• _Task goal_
State how many lines in the listing below include the word "target", and add nothing besides the number.

-------- Dataset extract --------

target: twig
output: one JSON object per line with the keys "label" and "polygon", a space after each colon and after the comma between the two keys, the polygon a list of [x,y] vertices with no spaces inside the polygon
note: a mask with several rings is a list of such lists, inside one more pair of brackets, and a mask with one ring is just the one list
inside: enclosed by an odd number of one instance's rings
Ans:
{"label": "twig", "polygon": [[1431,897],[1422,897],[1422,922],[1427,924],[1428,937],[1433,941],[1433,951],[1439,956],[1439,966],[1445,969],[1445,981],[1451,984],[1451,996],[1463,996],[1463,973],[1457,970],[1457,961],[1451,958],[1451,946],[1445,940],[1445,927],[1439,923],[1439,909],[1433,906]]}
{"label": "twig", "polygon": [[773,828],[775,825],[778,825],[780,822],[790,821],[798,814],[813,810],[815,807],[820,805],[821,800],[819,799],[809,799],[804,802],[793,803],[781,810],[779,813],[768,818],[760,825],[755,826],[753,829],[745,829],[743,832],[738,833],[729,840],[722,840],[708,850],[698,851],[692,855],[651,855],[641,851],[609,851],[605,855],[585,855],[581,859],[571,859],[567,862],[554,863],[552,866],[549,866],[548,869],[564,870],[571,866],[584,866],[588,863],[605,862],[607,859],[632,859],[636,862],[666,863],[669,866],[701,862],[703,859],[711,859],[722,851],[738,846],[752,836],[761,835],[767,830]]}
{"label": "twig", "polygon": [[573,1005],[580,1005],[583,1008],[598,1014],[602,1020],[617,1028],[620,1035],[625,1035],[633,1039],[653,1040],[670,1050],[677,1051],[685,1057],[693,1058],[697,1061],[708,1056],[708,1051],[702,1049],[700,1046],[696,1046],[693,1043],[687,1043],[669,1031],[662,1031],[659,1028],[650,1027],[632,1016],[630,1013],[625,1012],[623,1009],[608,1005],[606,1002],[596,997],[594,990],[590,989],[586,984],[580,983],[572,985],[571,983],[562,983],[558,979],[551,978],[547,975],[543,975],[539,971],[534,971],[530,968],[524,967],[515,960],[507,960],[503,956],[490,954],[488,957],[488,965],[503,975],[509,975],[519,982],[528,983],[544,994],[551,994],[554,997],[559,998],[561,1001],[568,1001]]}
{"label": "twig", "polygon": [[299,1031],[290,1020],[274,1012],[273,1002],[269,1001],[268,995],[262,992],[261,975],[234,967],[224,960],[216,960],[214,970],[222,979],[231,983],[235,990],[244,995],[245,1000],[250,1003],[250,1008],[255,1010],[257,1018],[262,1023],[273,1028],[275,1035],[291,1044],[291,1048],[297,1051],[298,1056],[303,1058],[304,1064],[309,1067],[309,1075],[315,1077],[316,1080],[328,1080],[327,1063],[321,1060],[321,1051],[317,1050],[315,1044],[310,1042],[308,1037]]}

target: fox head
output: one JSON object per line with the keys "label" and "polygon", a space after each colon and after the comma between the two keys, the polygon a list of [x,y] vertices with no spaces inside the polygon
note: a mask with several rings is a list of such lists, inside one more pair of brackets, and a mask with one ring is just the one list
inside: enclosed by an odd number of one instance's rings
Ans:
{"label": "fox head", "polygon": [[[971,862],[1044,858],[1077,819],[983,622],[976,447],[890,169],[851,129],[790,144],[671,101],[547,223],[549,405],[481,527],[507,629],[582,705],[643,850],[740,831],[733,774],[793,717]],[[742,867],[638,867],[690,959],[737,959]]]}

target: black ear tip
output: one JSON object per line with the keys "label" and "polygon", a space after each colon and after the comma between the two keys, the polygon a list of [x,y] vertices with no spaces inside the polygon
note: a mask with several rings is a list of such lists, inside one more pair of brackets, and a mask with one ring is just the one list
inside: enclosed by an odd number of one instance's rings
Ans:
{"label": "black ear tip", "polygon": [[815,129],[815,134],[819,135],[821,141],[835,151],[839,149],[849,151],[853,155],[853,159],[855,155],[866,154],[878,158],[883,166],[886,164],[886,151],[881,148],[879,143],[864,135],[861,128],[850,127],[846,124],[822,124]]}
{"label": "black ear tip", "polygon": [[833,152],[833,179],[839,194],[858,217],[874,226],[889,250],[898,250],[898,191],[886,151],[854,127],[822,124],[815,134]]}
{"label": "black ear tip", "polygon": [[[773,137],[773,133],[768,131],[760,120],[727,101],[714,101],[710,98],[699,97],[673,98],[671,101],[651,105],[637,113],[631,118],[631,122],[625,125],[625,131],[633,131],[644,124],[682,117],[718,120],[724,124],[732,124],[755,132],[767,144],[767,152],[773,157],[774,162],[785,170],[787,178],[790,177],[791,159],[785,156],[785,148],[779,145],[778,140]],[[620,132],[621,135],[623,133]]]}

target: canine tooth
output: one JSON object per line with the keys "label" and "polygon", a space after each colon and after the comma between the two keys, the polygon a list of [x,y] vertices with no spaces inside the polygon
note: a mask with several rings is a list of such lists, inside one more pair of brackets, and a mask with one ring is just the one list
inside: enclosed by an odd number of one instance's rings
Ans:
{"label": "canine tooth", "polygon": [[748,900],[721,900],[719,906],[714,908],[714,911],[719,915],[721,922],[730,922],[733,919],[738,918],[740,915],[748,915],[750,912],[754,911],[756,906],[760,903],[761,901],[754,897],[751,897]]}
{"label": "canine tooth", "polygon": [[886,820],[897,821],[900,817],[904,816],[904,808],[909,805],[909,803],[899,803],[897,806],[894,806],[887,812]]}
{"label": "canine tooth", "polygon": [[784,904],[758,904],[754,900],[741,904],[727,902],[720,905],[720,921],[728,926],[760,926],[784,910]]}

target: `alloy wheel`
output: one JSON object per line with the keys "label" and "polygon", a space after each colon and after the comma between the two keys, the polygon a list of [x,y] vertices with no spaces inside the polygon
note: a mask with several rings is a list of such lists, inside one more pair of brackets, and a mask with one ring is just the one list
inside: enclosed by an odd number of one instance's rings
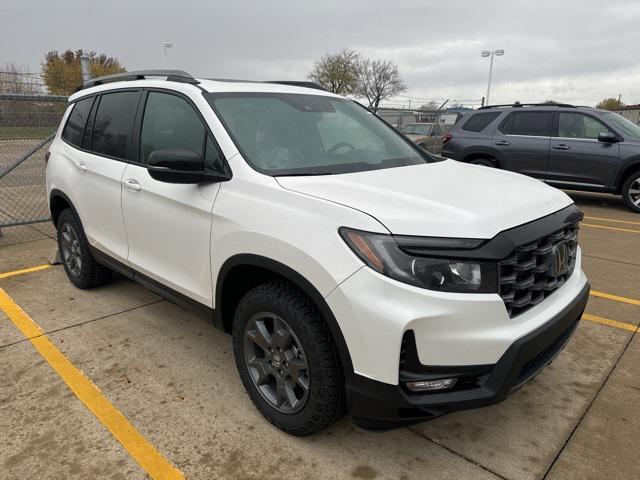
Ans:
{"label": "alloy wheel", "polygon": [[74,277],[80,276],[82,271],[82,251],[75,229],[65,223],[61,229],[60,249],[62,260]]}
{"label": "alloy wheel", "polygon": [[244,360],[262,397],[281,413],[300,411],[309,397],[309,366],[298,337],[281,317],[260,312],[244,331]]}
{"label": "alloy wheel", "polygon": [[640,177],[636,178],[631,185],[629,185],[629,200],[636,207],[640,207]]}

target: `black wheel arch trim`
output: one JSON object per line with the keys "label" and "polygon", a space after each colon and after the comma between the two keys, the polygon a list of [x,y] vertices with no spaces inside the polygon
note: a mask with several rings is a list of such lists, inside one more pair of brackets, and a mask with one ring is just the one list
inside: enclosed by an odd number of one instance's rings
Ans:
{"label": "black wheel arch trim", "polygon": [[307,280],[303,275],[296,272],[291,267],[278,262],[277,260],[273,260],[268,257],[263,257],[261,255],[255,254],[237,254],[232,257],[229,257],[220,270],[218,271],[218,278],[216,281],[216,291],[215,291],[215,314],[214,314],[214,324],[216,327],[224,330],[224,321],[222,317],[223,308],[222,305],[224,303],[224,299],[222,298],[222,289],[224,286],[225,278],[227,275],[235,268],[242,266],[252,266],[252,267],[260,267],[266,270],[270,270],[273,273],[285,278],[286,280],[293,283],[295,286],[300,288],[306,295],[311,298],[314,304],[320,310],[323,318],[327,322],[329,327],[329,331],[331,332],[331,336],[336,344],[336,348],[338,350],[338,354],[340,356],[340,362],[342,364],[342,368],[345,375],[345,381],[347,385],[350,383],[351,378],[353,377],[353,363],[351,361],[351,355],[349,354],[349,349],[347,347],[347,342],[344,339],[344,335],[342,334],[342,329],[338,324],[331,308],[327,304],[326,300],[322,296],[322,294],[313,286],[313,284]]}
{"label": "black wheel arch trim", "polygon": [[624,164],[621,164],[618,171],[615,173],[615,179],[613,181],[613,188],[617,191],[622,191],[622,185],[627,181],[627,178],[632,172],[640,171],[640,157],[633,157]]}
{"label": "black wheel arch trim", "polygon": [[[69,196],[66,193],[64,193],[62,190],[54,188],[53,190],[51,190],[51,193],[49,194],[49,213],[51,213],[51,223],[53,223],[54,227],[56,226],[56,219],[55,219],[55,216],[53,215],[53,211],[51,210],[51,206],[53,205],[53,199],[56,197],[63,199],[69,205],[74,215],[78,217],[78,219],[80,219],[80,215],[78,215],[78,211],[76,210],[76,207],[71,201],[71,199],[69,198]],[[82,220],[80,221],[80,223],[82,223]]]}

--------

• _Written answer_
6